= Source material =
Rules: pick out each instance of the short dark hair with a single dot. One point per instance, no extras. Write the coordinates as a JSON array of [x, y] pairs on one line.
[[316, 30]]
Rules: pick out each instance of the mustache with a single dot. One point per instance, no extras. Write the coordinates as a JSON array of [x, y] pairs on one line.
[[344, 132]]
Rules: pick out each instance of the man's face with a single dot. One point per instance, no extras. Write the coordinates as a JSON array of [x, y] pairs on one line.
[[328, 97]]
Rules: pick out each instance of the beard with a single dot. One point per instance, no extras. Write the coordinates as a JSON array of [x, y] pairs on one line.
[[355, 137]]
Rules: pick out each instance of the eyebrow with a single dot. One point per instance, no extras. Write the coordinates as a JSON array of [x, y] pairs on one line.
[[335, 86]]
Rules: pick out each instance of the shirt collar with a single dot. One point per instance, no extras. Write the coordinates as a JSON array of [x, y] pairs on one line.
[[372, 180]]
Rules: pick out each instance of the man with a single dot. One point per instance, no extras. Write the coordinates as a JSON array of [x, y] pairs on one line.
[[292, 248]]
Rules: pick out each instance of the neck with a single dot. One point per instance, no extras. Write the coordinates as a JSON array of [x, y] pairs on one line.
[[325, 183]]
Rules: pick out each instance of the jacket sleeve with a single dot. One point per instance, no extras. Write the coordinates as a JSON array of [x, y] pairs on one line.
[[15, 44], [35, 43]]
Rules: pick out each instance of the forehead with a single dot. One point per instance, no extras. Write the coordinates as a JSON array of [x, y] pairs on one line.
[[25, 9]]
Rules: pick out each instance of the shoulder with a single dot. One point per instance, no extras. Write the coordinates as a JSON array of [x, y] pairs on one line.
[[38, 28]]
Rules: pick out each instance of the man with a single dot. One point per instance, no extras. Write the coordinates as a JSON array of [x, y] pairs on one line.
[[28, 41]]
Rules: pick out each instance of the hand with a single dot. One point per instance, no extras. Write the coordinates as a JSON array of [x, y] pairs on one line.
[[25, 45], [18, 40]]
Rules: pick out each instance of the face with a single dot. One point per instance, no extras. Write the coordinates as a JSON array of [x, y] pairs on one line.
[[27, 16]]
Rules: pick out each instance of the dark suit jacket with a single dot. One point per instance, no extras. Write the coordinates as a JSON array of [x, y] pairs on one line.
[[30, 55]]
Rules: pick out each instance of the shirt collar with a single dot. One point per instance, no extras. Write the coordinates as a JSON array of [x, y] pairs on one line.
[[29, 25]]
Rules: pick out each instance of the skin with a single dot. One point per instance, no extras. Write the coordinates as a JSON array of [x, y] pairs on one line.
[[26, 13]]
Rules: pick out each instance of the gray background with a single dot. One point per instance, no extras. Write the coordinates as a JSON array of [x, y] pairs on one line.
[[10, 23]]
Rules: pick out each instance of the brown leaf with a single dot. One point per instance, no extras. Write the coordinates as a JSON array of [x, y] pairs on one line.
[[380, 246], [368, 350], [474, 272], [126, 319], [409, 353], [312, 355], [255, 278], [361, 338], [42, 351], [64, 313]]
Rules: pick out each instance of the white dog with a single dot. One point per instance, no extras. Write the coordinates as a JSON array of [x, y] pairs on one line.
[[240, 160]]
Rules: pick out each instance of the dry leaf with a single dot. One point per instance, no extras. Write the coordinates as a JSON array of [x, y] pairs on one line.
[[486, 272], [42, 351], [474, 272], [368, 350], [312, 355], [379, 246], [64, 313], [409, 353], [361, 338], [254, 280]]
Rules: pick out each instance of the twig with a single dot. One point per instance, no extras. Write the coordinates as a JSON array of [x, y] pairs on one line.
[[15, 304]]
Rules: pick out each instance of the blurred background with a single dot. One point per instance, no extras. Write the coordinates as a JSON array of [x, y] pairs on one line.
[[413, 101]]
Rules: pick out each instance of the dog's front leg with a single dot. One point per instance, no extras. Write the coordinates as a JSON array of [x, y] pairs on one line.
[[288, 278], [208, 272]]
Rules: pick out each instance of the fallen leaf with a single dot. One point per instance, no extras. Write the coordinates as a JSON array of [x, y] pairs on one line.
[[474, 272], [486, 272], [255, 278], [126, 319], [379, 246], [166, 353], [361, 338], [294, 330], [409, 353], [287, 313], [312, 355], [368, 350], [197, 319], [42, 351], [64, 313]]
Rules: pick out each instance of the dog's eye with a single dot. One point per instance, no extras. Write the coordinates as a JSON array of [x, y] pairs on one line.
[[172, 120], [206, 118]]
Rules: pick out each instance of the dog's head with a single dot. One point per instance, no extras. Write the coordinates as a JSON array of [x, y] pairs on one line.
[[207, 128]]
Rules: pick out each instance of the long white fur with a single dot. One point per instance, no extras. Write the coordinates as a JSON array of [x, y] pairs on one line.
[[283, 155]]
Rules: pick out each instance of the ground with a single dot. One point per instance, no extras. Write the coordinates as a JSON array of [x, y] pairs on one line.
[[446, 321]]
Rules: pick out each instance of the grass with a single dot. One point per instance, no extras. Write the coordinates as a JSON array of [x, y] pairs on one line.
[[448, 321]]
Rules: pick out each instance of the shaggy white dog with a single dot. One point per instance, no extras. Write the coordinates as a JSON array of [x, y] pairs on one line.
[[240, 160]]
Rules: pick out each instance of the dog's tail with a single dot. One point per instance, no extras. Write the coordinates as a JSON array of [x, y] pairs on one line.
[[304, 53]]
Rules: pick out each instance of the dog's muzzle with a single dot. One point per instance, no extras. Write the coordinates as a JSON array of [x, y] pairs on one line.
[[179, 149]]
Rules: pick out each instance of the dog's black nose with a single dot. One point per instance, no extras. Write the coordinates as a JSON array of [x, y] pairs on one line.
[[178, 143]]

= Assignment =
Repeat each entry above, matching every line exactly.

= Answer =
Rules: pick out each instance of the short dark hair with a single dot. One point per instance, no extras. Write the coordinates as a JSON array of [x, y] pairs on one line.
[[316, 30]]
Rules: pick out each instance of the mustache with a single dot. One point per instance, no extras. Write the coordinates as a JSON array of [x, y] pairs on one line.
[[344, 132]]
Rules: pick out each instance of the man's face with a single dot. One point per instance, no extras. Write the coordinates as a JSON array of [x, y] pairs on one line.
[[328, 97]]
Rules: pick out each instance of the beard with a single dot. One point per instance, no extras. Write the coordinates as a JSON array of [x, y] pairs on one line.
[[355, 137]]
Rules: pick out each instance of the eyebrow with a single dot. One point per instance, no extras. Write the coordinates as a JSON array of [x, y] pairs on one line.
[[335, 86]]
Rules: pick out each instance of the shirt collar with a single dot. One point per instance, no extras. Write the coordinates as a JSON array of [x, y] pairs on one line.
[[372, 180]]
Rules: pick out each instance of the man with a single dot. One point per instance, no extras. Write the coordinates as a JSON array of [x, y] pairs on one line.
[[292, 248]]
Rules: pick out each instance of the neck with a single dot. One point per instance, no extras. Write the coordinates as a JSON array of [x, y] pairs on one line.
[[325, 183]]
Rules: pick out each instance of the jacket sleeve with a single dot. One point per instance, no extras. Write the coordinates as a JSON array of [x, y] pairs on one line.
[[15, 44], [35, 43]]
Rules: pick out each instance of the forehead with a single dot. One point per instance, no extras. Write the coordinates as a JSON array of [x, y] pairs on one line.
[[25, 9]]
Rules: pick out each instance of the shoulder with a single dot. One point per instance, no extras. Write the coordinates as a JSON array of [x, y] pairs on one line.
[[38, 28]]
Rules: pick out each instance of the man with a single dot. One point per instance, no extras. Write the coordinates as a JSON array of [x, y] pairs on one line.
[[28, 41]]
Rules: pick out each instance of the hand with a single dot. One point per instance, no extras. Write the coordinates as a JSON array of [x, y] pairs on one line.
[[25, 45], [18, 40]]
Rules: pick out each instance of the face with a single dot. One point per instance, no extras. Write the coordinates as a JSON array of [x, y] pairs on one line.
[[27, 16]]
Rules: pick out each instance of the dark suit jacket with a single dot. One point per instance, no extras. Write the coordinates as a JSON array of [x, y] pairs on one line.
[[30, 55]]
Rules: pick out each instance of the shirt collar with a single dot. One point per instance, no extras. Write the coordinates as a JSON array of [x, y] pairs on one line.
[[29, 25]]
Rules: pick out each instance of the skin with a single dot. One point per instance, no extras. Write the coordinates as a JSON array of [x, y] pairs on one line.
[[26, 13]]
Rules: pick out each instance of the gray background with a single dot. One point per instance, no extras. Write the coordinates as a JSON array of [x, y] pairs on one line.
[[10, 23]]
Rules: pick out each instance of the brown leaf with a single dot. One point per instance, no extras. Write the coordinates as a JSON array of [x, y] pairs on one line.
[[380, 246], [368, 350], [474, 272], [126, 319], [409, 353], [312, 355], [255, 278], [361, 338], [42, 351], [64, 313]]
Rules: pick out each instance of the white dog with a single dot. One point per instance, no extras. Write the coordinates as a JSON array of [x, y] pairs on one line.
[[240, 160]]
Rules: pick out each instance of the dry leaf with a single dot. One point per instance, no extras. Write the coordinates as a JSON array of [x, y] pairs on one line.
[[486, 272], [42, 351], [474, 272], [368, 350], [312, 355], [379, 246], [64, 313], [409, 353], [361, 338], [254, 280]]
Rules: pick out each instance of the twig with a single dot. One point per instance, no extras. Write the coordinates as a JSON array of [x, y] pairs on one line.
[[15, 304]]
Rules: pick out each instance of the blurred background with a single dot. One point per instance, no extras. Write the coordinates as a JSON array of [x, y] pairs on one line.
[[413, 101]]
Rules: pick out each instance of the dog's front leg with a single dot. One point per instance, no extras. Write the coordinates as a JSON array of [x, y] pairs on one line.
[[288, 278], [208, 272]]
Rules: pick out each instance of the fallen leaf with a single dot. One point per instance, no extras. Write the coordinates as a JSON array of [x, y] pairs on one line.
[[474, 272], [486, 272], [255, 278], [126, 319], [379, 246], [166, 353], [361, 338], [294, 330], [409, 353], [287, 313], [312, 355], [368, 350], [197, 319], [42, 351], [64, 313]]
Rules: pick out each instance of the dog's eye with a single dot. One point per instance, no extras. Write the coordinates as a JSON array of [x, y] pairs on one line.
[[172, 120], [206, 118]]
Rules: pick out each instance of the dog's head with a single dot. One point per instance, no extras. Write the coordinates as a JSON array of [x, y] pairs on one line.
[[207, 128]]
Rules: pick out each instance of the long white fur with a single dot. One point per instance, no extras. Write the coordinates as a JSON array of [x, y] pairs on one line.
[[283, 155]]
Rules: pick out each instance of the ground with a single dot. One point per instance, no extras. Write the coordinates as a JSON array of [x, y] pairs on one line.
[[446, 321]]
Rules: pick out each instance of the grass with a single dot. One point per instance, no extras. Write the coordinates as a JSON array of [x, y] pairs on one line.
[[448, 321]]
Rules: pick out each instance of the shaggy white dog with a single dot. One point per instance, no extras. Write the coordinates as a JSON array of [x, y] pairs on one line.
[[240, 160]]
Rules: pick out each instance of the dog's tail with a single dot. One point per instance, no extras. Write the coordinates as a JSON array of [x, y] pairs on one line.
[[304, 53]]
Rules: pick out each instance of the dog's muzzle with a single dot. One point per instance, no extras. Write the coordinates as a JSON array of [x, y] pairs on one line.
[[179, 149]]
Rules: pick out each instance of the dog's black nose with a single dot. One point per instance, no extras. Write the coordinates as a JSON array of [x, y] pairs on one line.
[[178, 143]]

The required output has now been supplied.